## Task requirements:
Restate word for word the line containing "Could you point out the person standing" and all remaining lines of the entries below.

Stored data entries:
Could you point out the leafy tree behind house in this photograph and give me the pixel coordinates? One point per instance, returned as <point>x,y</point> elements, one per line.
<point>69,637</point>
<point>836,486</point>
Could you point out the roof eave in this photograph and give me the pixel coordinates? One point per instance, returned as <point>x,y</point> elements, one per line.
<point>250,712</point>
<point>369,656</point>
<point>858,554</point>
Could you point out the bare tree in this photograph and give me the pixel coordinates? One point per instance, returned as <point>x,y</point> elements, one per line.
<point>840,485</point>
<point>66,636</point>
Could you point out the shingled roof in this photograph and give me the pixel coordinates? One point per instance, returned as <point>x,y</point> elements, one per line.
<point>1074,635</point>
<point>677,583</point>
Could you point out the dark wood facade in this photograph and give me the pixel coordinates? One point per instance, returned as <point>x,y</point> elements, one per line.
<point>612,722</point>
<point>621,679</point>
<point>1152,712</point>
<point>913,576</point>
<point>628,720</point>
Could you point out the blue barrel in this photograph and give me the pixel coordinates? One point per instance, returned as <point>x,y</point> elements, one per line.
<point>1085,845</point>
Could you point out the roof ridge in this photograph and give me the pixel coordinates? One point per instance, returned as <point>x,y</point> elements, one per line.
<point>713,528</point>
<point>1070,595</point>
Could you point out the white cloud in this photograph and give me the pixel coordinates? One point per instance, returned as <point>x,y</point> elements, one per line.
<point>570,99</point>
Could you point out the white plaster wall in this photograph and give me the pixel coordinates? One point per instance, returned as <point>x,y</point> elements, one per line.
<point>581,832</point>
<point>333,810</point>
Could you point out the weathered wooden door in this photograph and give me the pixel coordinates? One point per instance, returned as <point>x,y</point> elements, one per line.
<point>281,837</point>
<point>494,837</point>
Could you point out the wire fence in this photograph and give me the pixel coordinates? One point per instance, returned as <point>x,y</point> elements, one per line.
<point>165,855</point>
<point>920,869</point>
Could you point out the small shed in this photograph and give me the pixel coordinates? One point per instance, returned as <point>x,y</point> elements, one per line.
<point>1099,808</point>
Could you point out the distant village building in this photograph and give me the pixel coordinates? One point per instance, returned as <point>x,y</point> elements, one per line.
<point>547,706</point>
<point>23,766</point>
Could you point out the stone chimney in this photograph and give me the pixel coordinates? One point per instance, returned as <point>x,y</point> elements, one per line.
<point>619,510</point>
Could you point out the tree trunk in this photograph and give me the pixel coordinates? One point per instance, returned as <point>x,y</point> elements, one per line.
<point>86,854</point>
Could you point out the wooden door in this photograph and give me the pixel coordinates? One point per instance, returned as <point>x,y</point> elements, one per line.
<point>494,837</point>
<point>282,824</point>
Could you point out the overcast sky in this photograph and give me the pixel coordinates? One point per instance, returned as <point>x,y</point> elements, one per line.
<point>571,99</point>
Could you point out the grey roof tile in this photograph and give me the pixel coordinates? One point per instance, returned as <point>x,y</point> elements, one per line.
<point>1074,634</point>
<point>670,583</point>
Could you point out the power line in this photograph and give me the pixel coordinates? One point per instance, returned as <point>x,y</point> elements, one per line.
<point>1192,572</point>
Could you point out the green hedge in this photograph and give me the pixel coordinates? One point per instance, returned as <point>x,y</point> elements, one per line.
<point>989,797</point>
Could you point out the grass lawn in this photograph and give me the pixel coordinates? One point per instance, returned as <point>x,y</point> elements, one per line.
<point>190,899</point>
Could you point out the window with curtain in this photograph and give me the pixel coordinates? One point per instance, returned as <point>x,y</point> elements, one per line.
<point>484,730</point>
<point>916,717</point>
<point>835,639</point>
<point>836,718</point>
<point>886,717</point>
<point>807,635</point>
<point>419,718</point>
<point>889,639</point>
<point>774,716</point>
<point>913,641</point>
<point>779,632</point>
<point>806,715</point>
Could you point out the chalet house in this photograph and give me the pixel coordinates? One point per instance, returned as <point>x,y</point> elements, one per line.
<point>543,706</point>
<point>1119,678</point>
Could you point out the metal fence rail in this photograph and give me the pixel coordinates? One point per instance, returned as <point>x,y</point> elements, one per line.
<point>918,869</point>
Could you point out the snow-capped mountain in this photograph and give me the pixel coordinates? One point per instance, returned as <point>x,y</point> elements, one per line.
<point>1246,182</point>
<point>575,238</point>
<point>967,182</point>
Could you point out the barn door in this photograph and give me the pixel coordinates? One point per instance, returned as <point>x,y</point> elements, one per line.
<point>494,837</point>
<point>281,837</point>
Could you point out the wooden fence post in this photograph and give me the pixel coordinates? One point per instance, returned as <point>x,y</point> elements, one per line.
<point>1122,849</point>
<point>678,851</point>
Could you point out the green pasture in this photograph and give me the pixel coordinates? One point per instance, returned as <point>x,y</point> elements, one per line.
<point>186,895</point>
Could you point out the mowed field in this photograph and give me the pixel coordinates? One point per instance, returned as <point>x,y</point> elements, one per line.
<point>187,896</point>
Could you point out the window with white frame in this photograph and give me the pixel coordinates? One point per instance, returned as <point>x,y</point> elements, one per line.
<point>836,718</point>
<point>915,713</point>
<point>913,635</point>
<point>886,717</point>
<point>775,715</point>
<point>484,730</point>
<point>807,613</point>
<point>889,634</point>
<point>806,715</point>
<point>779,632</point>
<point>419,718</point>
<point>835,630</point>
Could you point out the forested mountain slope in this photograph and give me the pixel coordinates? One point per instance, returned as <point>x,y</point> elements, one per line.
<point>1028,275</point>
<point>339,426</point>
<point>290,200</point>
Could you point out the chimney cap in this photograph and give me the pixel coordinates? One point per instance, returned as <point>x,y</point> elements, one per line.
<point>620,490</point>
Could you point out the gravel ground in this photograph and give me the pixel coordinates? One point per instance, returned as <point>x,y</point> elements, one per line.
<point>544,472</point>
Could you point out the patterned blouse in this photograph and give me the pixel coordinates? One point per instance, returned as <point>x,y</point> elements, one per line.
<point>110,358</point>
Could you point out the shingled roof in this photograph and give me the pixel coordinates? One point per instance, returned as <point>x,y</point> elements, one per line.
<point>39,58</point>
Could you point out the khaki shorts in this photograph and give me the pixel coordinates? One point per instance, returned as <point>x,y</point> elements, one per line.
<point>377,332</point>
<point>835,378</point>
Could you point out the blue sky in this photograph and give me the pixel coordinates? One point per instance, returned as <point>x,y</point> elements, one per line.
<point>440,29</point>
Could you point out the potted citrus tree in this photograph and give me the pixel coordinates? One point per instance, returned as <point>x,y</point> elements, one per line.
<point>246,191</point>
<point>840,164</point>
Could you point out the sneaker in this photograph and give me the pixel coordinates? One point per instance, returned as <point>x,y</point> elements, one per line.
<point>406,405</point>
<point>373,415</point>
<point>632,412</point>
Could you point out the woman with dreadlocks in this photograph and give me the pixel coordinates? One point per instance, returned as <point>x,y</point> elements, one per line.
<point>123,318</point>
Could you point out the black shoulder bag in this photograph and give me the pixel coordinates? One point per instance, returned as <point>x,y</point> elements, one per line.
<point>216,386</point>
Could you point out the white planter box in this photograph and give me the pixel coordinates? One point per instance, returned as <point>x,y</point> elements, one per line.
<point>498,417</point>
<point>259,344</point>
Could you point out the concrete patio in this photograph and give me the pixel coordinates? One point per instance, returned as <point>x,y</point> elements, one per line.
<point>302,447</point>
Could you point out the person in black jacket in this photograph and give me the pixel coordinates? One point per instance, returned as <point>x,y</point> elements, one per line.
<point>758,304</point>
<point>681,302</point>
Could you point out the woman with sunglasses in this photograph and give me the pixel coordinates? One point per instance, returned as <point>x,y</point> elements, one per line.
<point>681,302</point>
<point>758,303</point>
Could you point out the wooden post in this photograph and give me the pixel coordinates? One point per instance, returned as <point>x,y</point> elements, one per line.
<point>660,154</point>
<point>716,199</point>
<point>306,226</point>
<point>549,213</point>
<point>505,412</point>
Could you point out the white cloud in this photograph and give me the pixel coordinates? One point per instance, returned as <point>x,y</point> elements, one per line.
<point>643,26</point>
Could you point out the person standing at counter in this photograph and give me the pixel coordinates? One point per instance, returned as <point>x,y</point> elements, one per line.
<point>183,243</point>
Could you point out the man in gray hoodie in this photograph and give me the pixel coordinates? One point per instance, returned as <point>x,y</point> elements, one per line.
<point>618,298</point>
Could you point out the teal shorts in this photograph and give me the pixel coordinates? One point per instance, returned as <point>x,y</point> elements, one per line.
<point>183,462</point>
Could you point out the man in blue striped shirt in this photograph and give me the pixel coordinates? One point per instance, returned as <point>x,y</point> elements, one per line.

## Answer to the exercise:
Could you point out the person standing at counter in this photograph and give me the pixel coordinates? One point per instance, returned as <point>x,y</point> elements, one per line.
<point>183,243</point>
Could you point out the man in gray hoodie in this photograph and give me the pixel coordinates? One point per instance, returned as <point>x,y</point> elements, one per line.
<point>618,298</point>
Could you point out the teal shorts in this photograph and give me the pixel coordinates? One point per instance, returned as <point>x,y</point> elements, one per line.
<point>183,462</point>
Could you point out the man in blue striped shirt in this photograph and give me the pixel coordinates? One point per instance, returned as <point>x,y</point> elements, one per line.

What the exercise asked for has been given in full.